INPUT DATA START

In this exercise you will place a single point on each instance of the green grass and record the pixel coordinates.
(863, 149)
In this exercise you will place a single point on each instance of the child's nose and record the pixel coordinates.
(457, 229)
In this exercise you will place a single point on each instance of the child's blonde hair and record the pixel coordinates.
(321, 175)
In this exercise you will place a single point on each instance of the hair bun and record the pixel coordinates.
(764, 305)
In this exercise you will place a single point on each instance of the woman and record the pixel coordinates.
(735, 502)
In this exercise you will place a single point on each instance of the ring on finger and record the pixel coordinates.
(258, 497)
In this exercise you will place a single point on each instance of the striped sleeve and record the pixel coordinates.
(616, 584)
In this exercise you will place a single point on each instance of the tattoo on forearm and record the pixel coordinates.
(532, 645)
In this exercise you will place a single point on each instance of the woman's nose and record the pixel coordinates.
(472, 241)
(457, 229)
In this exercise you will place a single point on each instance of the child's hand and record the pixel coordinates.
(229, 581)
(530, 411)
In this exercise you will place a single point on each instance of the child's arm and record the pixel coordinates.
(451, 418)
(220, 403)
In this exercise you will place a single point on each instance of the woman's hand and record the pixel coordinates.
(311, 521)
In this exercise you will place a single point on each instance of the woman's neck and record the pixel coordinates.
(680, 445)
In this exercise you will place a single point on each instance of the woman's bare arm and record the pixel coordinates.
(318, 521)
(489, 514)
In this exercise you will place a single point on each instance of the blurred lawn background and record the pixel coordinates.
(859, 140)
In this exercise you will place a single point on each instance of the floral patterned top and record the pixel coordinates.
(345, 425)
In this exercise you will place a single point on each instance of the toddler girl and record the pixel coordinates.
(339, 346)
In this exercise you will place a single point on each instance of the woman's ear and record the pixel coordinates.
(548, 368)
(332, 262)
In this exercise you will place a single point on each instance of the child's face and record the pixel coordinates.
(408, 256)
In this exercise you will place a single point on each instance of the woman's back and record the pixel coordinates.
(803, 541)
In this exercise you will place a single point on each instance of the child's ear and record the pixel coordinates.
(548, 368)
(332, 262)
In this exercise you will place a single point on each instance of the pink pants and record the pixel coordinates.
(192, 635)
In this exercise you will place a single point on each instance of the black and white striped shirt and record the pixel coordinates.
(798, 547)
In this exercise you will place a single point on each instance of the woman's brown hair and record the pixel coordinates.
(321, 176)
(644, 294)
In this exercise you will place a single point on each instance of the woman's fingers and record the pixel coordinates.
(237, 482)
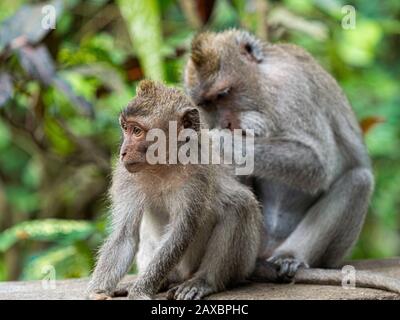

INPUT DATA END

• TASK: Every entry above needs to be retyped exactly; drop the pictures.

• TASK ANSWER:
In this exercise you will place a single point on each instance of the green grass and record the pixel coordinates.
(863, 149)
In this exercise you will place a single point on each instance of the child's nose and record the pixel coordinates.
(457, 229)
In this exercise you will place a single point on each instance of the child's blonde hair and record the pixel coordinates.
(321, 175)
In this exercise you will place a single point on each instance of the hair bun and record the pixel coordinates.
(764, 305)
In this exercise you will place a single point on each instance of the woman and record the pixel coordinates.
(735, 502)
In this exercise you will place a single point on each instance of the ring on finger and record the pixel coordinates.
(258, 497)
In this exercise you will place a single point on each instance of the striped sleeve and record the pixel coordinates.
(616, 584)
In this exercise you will place a single point on each instance of the tattoo on forearm and record the pixel coordinates.
(532, 645)
In this exercise you will place a single point on each instance of the woman's nose and record the pixel coordinates.
(472, 241)
(457, 229)
In this exercise you will place a single point on each instance of the child's hand and record the pixel coordinates.
(229, 581)
(530, 411)
In this exercise you will place a single point on each instance of the child's arm and record the pixel coordinates.
(451, 418)
(220, 403)
In this exercise you will place a single point on each instance of the woman's hand and record the pixel coordinates.
(311, 521)
In this exercise you will place a single point on each instance of the woman's neck and record the pixel coordinates.
(680, 445)
In this exercise you will place a single point on each instance of the woman's bare arm and record the pixel coordinates.
(318, 521)
(489, 514)
In this exercise you will place a single point on each instance of the blurred lawn background and record the pixel coordinates.
(859, 140)
In this exercise you will place a single point on each instance of the floral patterned top and record the pixel coordinates.
(345, 425)
In this exercise you will place a single point on each instance of the toddler girl and record the pixel coordinates.
(339, 346)
In this exercise you will place a single point on each instance of the woman's ear and record the pixel coordinates.
(548, 368)
(332, 262)
In this exercise you will place a single point on each instance of the child's face and record the pixel coordinates.
(408, 256)
In this exercise you will place a single point on each instance of the woman's back and record the pixel coordinates.
(803, 541)
In this exercise you will place a single point on each instance of the child's ear and record the pixel coordinates.
(548, 368)
(332, 262)
In this exercise you will place a single point on each instance of the pink pants and record the pixel coordinates.
(192, 635)
In this exercise you will place a single point on each instance of the black and white striped shirt and record the pixel coordinates.
(798, 547)
In this exercise you will place a single point on each instance of the woman's brown hair and record the pixel coordinates.
(321, 176)
(644, 294)
In this exercise you will place a single point on each instance of the woman's fingers and record the pixel coordinates.
(237, 482)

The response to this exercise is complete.